To return to Confucian ethics, each action has an ethical dimension because it inevitably effects others. Ethics, especially in Confucianism, is not about the individual, but rather about relationships. The concept of individual rights is superceded by the ideal of harmony. Harmony is expressed through ritual, propriety, and ettiquette. Ettiquette, in fact, is the outwardly manifestation of ethics. A handshake in the Western culture, or a bow in the Eastern culture, are symbolic acts both of ettiquette and ethics. Propriety has an important place, because it emphasizes order and ettiquette, and is infused with a sense of sacredness about every action. Ritual, ettiquette, propriety - these are all orderly and harmonious actions that connect us to other human beings and the cosmos in a profound and sacred way.

**Problem details:** According to the passage on Confucian ethics, what is ethics about, rather than the individual?

**Provided records:**
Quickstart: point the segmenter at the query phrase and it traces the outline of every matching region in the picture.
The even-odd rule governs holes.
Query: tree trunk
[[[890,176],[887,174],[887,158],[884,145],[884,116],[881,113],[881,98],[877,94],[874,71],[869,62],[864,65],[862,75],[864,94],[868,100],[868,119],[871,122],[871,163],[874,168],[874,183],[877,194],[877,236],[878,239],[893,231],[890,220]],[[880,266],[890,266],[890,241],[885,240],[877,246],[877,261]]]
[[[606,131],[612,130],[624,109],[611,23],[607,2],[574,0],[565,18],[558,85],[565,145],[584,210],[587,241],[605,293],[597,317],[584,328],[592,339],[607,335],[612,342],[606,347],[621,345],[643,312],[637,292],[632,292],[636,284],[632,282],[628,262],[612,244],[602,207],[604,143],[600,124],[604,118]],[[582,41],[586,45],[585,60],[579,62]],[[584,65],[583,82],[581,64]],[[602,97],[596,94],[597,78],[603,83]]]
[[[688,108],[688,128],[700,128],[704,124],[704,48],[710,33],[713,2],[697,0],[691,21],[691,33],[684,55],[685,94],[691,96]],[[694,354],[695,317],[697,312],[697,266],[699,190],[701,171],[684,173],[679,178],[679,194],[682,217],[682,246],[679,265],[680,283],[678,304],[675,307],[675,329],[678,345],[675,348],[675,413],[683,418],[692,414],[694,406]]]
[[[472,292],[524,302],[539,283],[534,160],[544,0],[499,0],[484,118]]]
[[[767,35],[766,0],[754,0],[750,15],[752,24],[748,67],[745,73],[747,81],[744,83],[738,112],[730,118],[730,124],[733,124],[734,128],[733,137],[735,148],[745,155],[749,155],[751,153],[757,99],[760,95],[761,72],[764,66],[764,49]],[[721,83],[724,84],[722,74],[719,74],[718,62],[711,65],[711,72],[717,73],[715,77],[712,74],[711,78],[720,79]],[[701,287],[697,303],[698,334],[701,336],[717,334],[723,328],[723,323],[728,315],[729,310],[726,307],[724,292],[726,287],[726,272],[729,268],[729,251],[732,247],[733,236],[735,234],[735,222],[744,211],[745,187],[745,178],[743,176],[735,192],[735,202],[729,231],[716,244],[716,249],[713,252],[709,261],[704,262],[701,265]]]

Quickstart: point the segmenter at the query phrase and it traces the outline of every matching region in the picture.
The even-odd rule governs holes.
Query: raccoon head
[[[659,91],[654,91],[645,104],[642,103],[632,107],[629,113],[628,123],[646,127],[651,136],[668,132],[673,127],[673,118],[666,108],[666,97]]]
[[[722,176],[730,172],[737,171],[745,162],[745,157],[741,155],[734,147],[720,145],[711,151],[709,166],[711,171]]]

**Solution for this task:** Relationships.